REQUIRED TASK:
Copy everything in the listing from the line containing "Return one point per instance of the grassy" down to the line containing "(1053, 682)", including both of those lines. Increase each number in the answer coordinates by 32, and leave the request wording and its sample points unchanged.

## Start

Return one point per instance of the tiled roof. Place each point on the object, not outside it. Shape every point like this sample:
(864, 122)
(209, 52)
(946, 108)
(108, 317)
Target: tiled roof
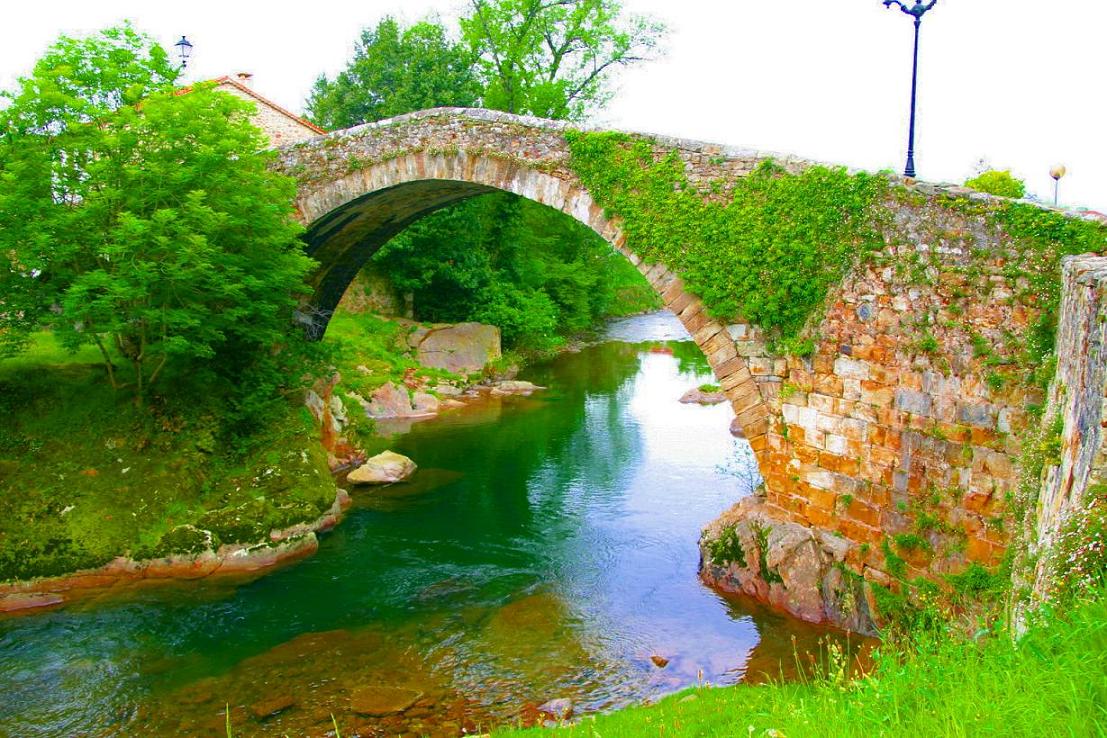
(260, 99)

## End
## Start

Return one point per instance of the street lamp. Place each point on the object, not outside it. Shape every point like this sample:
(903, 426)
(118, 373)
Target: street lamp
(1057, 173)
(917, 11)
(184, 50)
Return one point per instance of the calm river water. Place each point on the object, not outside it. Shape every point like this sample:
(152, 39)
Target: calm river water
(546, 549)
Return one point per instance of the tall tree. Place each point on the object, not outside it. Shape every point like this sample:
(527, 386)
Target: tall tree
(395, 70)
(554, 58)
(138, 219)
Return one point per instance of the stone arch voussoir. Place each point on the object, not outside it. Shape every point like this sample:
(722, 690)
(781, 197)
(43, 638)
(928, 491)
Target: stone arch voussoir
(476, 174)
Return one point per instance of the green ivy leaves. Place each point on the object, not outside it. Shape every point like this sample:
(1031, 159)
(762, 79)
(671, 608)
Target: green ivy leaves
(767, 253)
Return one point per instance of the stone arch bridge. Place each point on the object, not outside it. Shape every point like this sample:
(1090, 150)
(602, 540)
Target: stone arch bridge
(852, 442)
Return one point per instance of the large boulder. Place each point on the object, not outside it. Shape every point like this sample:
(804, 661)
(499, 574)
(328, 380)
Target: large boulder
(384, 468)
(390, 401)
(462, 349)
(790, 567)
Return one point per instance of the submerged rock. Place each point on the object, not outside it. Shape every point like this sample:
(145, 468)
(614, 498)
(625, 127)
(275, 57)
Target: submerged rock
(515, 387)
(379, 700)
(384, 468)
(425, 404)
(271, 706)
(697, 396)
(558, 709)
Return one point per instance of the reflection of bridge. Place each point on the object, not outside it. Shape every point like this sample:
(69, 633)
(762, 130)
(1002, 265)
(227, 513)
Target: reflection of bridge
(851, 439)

## End
## Start

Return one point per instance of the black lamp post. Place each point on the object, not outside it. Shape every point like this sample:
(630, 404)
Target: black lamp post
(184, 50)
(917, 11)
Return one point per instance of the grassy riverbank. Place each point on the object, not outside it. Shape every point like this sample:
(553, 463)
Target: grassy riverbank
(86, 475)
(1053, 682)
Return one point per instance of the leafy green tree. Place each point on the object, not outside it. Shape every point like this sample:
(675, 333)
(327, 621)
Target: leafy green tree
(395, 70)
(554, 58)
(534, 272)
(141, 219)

## End

RESPONSE:
Return one point per instance of the grassy riverbank. Place each point on the object, not outside it. Shape every point like this sample:
(553, 463)
Target: grassy riverbank
(118, 507)
(1085, 714)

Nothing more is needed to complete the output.